Given instruction
Scale the lines beginning at the one that contains "point_to(target) identifies a" and ending with the last line, both ends included. Repeat them with their requests, multiplying every coordinate in the answers by 2.05 and rounding to whole numbers with halves rounded up, and leave the pictures out.

Dataset records
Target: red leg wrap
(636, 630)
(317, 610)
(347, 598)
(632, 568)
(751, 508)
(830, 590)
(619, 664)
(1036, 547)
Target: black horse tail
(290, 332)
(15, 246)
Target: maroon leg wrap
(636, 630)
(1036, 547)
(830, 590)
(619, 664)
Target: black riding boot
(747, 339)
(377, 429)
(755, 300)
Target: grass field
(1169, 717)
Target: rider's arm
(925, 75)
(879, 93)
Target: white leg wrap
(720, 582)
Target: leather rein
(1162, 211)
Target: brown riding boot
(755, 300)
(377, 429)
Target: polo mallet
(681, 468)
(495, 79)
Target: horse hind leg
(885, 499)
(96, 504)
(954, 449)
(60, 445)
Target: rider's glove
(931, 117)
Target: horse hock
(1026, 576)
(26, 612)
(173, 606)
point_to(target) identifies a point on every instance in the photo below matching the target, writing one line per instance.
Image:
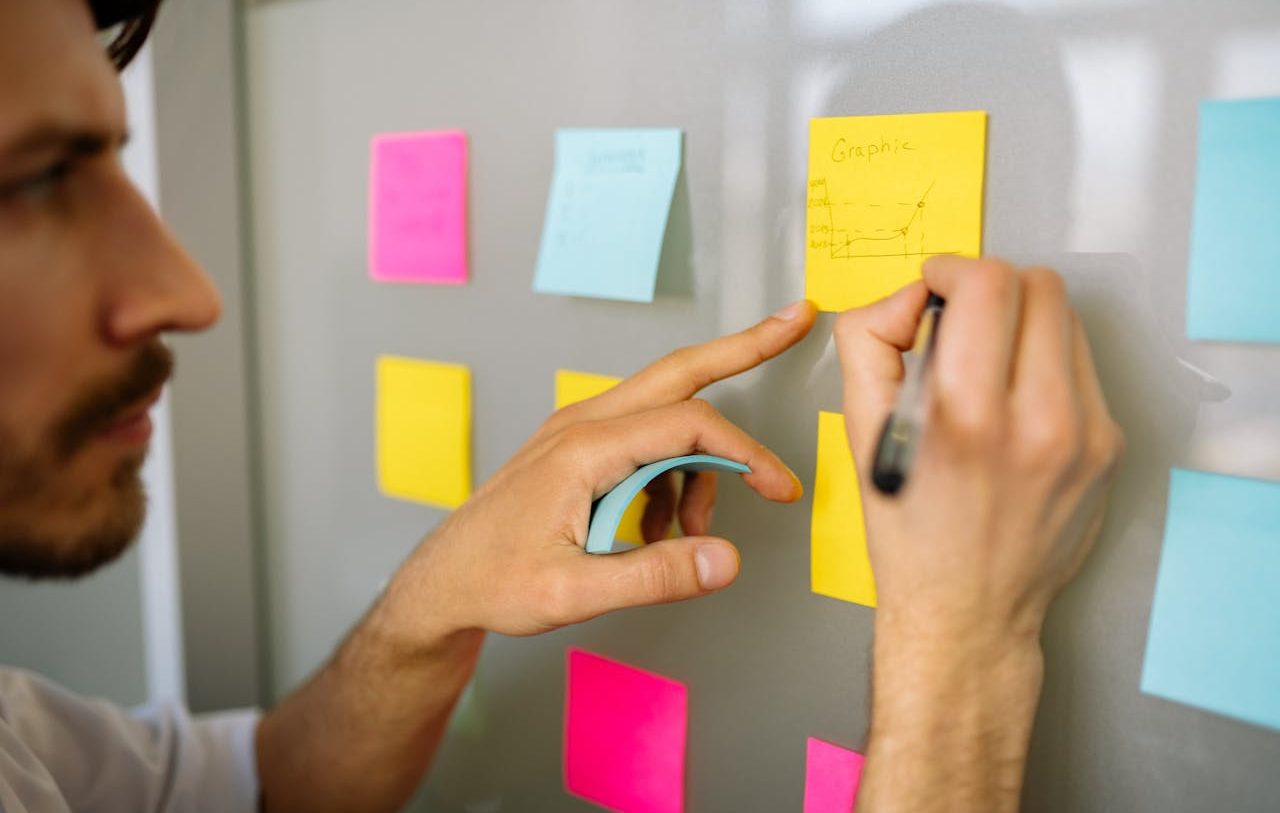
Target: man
(1002, 508)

Final answer
point_to(target) identifies a point on every instance in the photo below matching the target, writing one line per instance.
Image:
Target: man
(2054, 1041)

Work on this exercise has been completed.